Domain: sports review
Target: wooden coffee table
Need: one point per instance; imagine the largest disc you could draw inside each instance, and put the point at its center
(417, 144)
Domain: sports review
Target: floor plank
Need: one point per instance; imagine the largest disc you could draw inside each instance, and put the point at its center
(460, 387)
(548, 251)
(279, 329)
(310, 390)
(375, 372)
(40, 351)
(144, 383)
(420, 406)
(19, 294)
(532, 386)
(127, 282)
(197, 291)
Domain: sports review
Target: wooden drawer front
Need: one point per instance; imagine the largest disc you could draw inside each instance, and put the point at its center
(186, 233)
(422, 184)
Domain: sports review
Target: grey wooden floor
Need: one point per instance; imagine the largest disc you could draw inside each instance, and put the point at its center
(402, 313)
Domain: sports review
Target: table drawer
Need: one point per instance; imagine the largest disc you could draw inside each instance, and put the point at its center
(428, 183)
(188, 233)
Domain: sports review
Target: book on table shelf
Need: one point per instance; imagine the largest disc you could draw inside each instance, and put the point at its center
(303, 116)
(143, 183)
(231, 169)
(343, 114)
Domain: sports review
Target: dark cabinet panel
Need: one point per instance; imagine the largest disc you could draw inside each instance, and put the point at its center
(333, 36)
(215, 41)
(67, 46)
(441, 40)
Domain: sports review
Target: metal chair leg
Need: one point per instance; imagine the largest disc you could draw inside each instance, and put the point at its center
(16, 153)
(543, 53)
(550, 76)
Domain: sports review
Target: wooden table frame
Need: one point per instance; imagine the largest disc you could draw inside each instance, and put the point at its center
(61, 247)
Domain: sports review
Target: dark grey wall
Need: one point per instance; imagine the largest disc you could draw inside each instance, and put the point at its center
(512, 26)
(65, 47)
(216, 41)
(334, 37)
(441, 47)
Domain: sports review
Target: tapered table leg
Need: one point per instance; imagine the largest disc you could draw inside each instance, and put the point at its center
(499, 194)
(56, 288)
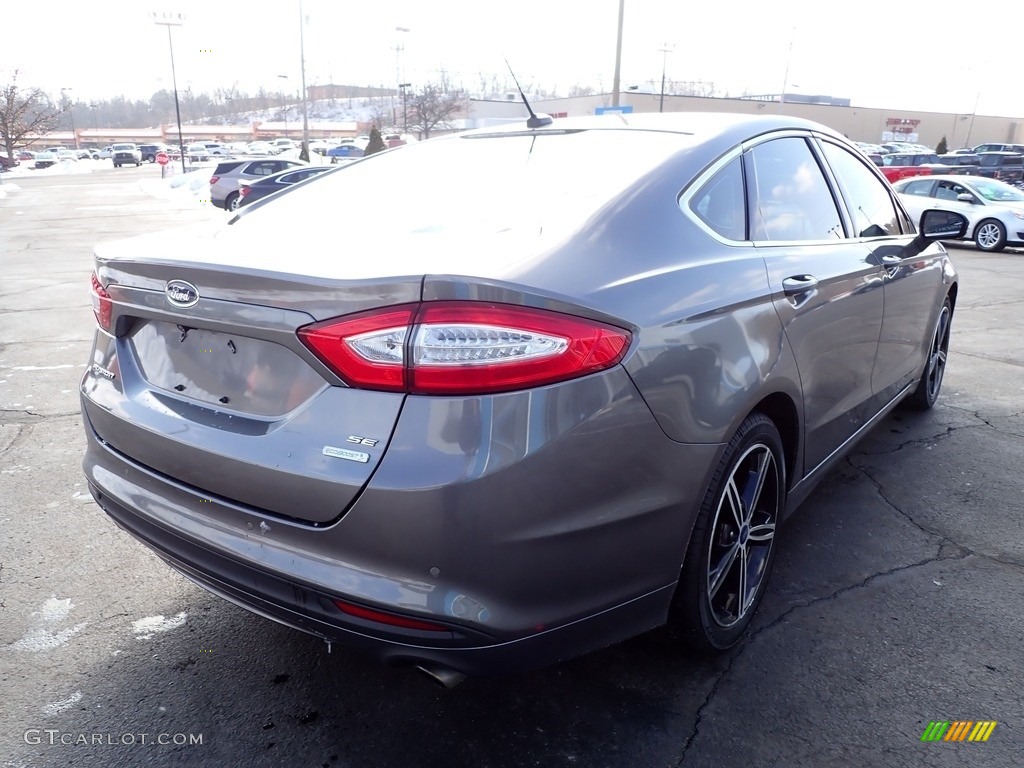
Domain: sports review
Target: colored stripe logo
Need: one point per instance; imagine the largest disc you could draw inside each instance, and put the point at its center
(958, 730)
---
The exercise:
Extract each line from the rows above that contains the word "grey".

Full answer:
Target: grey wooden floor
Target: dark grey wall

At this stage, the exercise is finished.